→ **Stored dataset items**
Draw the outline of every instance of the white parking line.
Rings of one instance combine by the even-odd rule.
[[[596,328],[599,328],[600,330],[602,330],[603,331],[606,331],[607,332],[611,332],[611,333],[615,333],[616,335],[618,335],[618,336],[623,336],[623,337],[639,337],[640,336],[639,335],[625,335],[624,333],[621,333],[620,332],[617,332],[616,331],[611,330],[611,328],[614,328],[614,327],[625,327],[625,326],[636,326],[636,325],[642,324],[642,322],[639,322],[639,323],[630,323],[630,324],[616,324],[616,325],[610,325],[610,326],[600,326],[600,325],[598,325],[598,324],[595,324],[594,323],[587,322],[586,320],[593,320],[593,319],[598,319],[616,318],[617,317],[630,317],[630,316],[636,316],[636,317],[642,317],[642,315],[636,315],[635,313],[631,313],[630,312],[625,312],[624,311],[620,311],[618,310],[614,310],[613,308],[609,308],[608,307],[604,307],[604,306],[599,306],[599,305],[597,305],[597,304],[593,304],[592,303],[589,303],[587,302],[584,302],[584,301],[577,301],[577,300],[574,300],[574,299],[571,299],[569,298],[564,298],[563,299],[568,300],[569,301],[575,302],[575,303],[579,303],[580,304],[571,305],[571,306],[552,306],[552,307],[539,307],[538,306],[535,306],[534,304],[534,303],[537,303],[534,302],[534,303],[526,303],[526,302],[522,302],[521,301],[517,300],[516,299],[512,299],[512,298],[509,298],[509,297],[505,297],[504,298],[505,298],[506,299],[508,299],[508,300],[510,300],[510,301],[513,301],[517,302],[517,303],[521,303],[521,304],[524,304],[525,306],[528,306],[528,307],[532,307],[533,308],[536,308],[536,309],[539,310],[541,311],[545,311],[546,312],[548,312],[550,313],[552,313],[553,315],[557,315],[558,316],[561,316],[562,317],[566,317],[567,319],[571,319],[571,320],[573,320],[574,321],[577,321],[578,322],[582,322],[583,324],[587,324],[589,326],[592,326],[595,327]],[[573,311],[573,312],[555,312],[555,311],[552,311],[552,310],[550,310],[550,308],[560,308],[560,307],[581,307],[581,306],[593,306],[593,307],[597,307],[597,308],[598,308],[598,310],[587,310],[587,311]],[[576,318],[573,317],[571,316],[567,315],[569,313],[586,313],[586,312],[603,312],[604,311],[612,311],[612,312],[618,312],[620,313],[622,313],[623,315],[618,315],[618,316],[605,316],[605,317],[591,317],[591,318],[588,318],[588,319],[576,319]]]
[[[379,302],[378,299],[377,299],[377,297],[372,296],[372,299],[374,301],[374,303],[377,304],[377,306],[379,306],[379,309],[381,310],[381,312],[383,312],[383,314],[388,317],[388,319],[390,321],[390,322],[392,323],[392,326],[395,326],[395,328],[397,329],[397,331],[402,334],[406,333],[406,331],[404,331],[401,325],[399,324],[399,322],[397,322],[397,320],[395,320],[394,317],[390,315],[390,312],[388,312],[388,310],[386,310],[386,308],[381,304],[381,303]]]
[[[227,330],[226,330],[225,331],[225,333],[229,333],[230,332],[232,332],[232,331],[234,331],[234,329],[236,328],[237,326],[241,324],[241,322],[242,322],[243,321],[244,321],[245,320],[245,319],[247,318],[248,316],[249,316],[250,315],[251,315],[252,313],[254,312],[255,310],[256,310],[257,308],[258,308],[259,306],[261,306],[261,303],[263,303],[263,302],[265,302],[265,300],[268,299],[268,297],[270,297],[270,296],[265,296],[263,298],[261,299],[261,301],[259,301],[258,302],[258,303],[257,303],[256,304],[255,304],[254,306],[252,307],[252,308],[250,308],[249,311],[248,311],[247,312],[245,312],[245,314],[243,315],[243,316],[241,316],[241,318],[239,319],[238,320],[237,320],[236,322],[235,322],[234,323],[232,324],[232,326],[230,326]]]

→ **Aim**
Change "white parking line" to "yellow parking line" in every entry and leave all other text unchanged.

→ **Answer to this exercise**
Draw the outline of every instance of the yellow parking line.
Rings of one instance combine by the even-odd rule.
[[[596,328],[599,328],[600,330],[602,330],[603,331],[606,331],[607,332],[611,332],[611,333],[615,333],[616,335],[618,335],[618,336],[623,336],[623,337],[639,337],[640,336],[639,335],[625,335],[624,333],[621,333],[620,332],[617,332],[616,331],[611,330],[611,328],[614,328],[614,327],[625,327],[625,326],[636,326],[636,325],[642,324],[642,322],[639,322],[639,323],[630,323],[630,324],[616,324],[616,325],[610,325],[610,326],[600,326],[600,325],[598,325],[598,324],[595,324],[594,323],[587,322],[586,320],[593,320],[593,319],[598,319],[616,318],[617,317],[630,317],[630,316],[636,316],[636,317],[642,317],[642,315],[636,315],[635,313],[631,313],[630,312],[625,312],[624,311],[620,311],[618,310],[614,310],[613,308],[609,308],[608,307],[604,307],[604,306],[599,306],[599,305],[597,305],[597,304],[593,304],[592,303],[589,303],[587,302],[584,302],[584,301],[577,301],[577,300],[574,300],[574,299],[571,299],[569,298],[564,298],[563,299],[568,300],[569,301],[575,302],[575,303],[579,303],[580,304],[571,305],[571,306],[552,306],[552,307],[539,307],[538,306],[535,306],[534,304],[534,303],[537,303],[534,302],[534,303],[526,303],[526,302],[522,302],[521,301],[517,300],[516,299],[512,299],[512,298],[509,298],[509,297],[505,297],[504,298],[505,298],[506,299],[508,299],[508,300],[510,300],[510,301],[513,301],[517,302],[517,303],[521,303],[521,304],[524,304],[525,306],[528,306],[528,307],[532,307],[533,308],[536,308],[536,309],[539,310],[541,311],[545,311],[546,312],[548,312],[550,313],[552,313],[553,315],[557,315],[558,316],[561,316],[562,317],[566,317],[567,319],[571,319],[571,320],[573,320],[574,321],[577,321],[578,322],[582,322],[583,324],[587,324],[589,326],[592,326],[595,327]],[[573,311],[573,312],[555,312],[555,311],[552,311],[552,310],[550,310],[550,308],[560,308],[560,307],[581,307],[581,306],[593,306],[593,307],[597,307],[597,308],[598,308],[598,310],[587,310],[587,311]],[[576,318],[573,317],[571,316],[567,315],[569,313],[586,313],[586,312],[603,312],[604,311],[612,311],[612,312],[618,312],[620,313],[622,313],[623,315],[618,315],[618,316],[605,316],[605,317],[591,317],[591,318],[588,318],[588,319],[576,319]]]
[[[379,302],[378,299],[377,299],[377,297],[372,296],[372,299],[374,301],[374,303],[377,304],[377,306],[379,306],[379,309],[381,310],[381,312],[383,312],[383,314],[388,317],[388,319],[390,321],[390,322],[392,323],[392,326],[395,326],[395,328],[397,329],[397,331],[402,334],[406,333],[406,331],[404,331],[401,325],[399,324],[399,322],[397,322],[397,320],[395,320],[394,317],[390,315],[390,312],[388,312],[388,310],[386,310],[386,308],[381,304],[381,303]]]
[[[227,330],[226,330],[225,331],[225,333],[229,333],[230,332],[232,332],[232,331],[234,331],[234,329],[236,328],[237,326],[241,324],[241,322],[242,322],[243,321],[244,321],[245,320],[245,319],[247,318],[248,316],[249,316],[250,315],[251,315],[252,313],[254,312],[255,310],[256,310],[257,308],[258,308],[259,306],[261,306],[261,303],[263,303],[263,302],[265,302],[265,300],[268,299],[268,297],[270,297],[270,296],[265,296],[263,298],[261,299],[261,301],[259,301],[258,302],[258,303],[257,303],[256,304],[255,304],[254,306],[252,307],[252,308],[250,308],[249,311],[248,311],[247,312],[245,312],[245,314],[243,315],[243,316],[241,316],[241,318],[239,319],[238,320],[237,320],[236,322],[235,322],[234,323],[232,324],[232,326],[230,326]]]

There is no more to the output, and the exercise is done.